**TEXT:**
========

Smooth transport requires smooth radio communication
The automation and digitalisation of transport can provide numerous benefits in the future, such as improved traffic safety, better cost efficiency and smaller environmental impact. It is no wonder then that unmanned transport, including the widespread utilisation of unmanned aerial vehicles, is currently subject to extensive research and development. One of the identified requirements for all automated and digitalised forms of transport is guaranteed and consistent service quality, which technologies such as 5G can provide in the future. Although the different modes of transport – road transport, aviation, waterborne transport and rail transport – continue to be developed separately, they often impose similar future requirements for wireless systems and digital infrastructure.
Digitalisation and automation are expanding the communication needs of transport
Contemporary transport radio systems, especially those used for safety-related communication in maritime transport and aviation, are based on established, globally harmonised radio equipment and communication methods. However, the continuing automation of transport also calls for hybrid solutions, meaning combinations of traditional radio systems and future mobile communication and satellite systems. These solutions must also make it possible to integrate automated vehicles in conventional traffic without endangering safety. To this end, operational reliability and safety must be ensured with backup radio systems and by enabling flexible switching between automated control and traditional or remote control. As such, one of the key areas of study is how to ensure traffic safety in an environment where the level of automation of individual vehicles and means of transport can vary significantly.
When it comes to the automation and digitalisation of transport, the most notable wireless technologies include 4G and 5G, which facilitate more efficient and safer traffic control, the collection and sharing of more detailed condition data and remote control. However, since the coverage of terrestrial mobile networks does not extend to all corners of the world or high into the air, they need to be supplemented with other communication solutions, such as satellite systems. Mobile networks will not replace the traditional safety radio systems used in aviation and maritime transport either, though they do enable new operating models that can be used in tandem with traditional ones.
The automated traffic of the future will be digital, interactive and based on fast wireless communication and data.
Road transport requires reliable frequencies
The wireless communication networks used in smart mobility can be divided into short-range communication, which is used for e.g. vehicle-to-vehicle communication, and long-range communication, which is carried out using mobile networks. In general, short-range communication is more effective for fast and low-latency communication. Examples of this type of fast communication include the transmission of safety data between vehicles and the transmission of traffic light data to vehicles for the purpose of optimising driving speeds. Communication carried out using mobile networks, on the other hand, is better suited to the utilisation of external analytics and applications that do not depend on fast and real-time data transfer. One example of this type of communication is the utilisation of data collected by traffic cameras and other sensors to optimise driving routes.

========

Translate this sentence from the text on transport radio communication into Spanish: "The automated traffic of the future will be digital, interactive and based on fast wireless communication and data."

Entries on locating named things
========

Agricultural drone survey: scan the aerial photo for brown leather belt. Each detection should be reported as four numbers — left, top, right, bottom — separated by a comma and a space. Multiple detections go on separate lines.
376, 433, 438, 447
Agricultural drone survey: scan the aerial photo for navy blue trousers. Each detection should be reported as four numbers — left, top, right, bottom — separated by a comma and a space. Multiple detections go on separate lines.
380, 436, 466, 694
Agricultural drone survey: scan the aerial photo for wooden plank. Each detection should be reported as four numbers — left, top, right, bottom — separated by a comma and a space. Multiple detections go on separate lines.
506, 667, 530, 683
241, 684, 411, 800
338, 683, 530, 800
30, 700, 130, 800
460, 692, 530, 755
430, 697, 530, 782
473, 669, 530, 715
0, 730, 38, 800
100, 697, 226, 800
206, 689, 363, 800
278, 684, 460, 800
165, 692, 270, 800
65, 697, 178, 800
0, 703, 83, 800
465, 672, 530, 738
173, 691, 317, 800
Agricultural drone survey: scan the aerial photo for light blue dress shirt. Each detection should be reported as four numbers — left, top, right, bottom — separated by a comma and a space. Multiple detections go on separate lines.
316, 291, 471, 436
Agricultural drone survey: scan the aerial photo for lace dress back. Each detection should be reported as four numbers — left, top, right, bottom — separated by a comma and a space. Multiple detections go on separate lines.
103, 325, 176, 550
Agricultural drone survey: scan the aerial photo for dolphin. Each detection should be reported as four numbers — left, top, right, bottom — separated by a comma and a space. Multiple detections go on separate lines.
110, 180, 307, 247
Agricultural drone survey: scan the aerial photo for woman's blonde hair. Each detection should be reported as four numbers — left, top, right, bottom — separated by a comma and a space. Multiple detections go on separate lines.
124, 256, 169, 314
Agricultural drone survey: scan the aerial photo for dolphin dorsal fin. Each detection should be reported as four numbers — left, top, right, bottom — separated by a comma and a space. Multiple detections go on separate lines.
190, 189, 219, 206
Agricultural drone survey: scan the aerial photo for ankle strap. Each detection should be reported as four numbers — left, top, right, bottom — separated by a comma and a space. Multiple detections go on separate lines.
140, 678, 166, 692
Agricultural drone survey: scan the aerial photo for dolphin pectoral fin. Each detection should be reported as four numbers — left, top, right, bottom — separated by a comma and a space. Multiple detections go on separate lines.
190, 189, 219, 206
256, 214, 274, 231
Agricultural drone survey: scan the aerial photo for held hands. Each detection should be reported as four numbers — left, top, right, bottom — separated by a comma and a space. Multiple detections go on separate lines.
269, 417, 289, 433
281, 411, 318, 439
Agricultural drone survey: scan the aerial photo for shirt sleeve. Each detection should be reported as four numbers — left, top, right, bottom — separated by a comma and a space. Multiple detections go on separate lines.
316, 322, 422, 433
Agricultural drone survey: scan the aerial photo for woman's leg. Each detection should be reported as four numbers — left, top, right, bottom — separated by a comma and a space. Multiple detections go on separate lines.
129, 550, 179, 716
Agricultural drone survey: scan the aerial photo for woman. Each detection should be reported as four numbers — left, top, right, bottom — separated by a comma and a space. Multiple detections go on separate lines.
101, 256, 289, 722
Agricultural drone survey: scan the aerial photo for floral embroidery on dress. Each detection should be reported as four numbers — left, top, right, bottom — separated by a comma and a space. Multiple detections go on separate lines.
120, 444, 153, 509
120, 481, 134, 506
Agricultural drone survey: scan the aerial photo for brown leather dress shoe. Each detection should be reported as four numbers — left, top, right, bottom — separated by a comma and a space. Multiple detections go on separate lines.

========

**RESULT:**
El tráfico automatizado del futuro será digital, interactivo y basado en comunicaciones inalámbricas rápidas y en datos.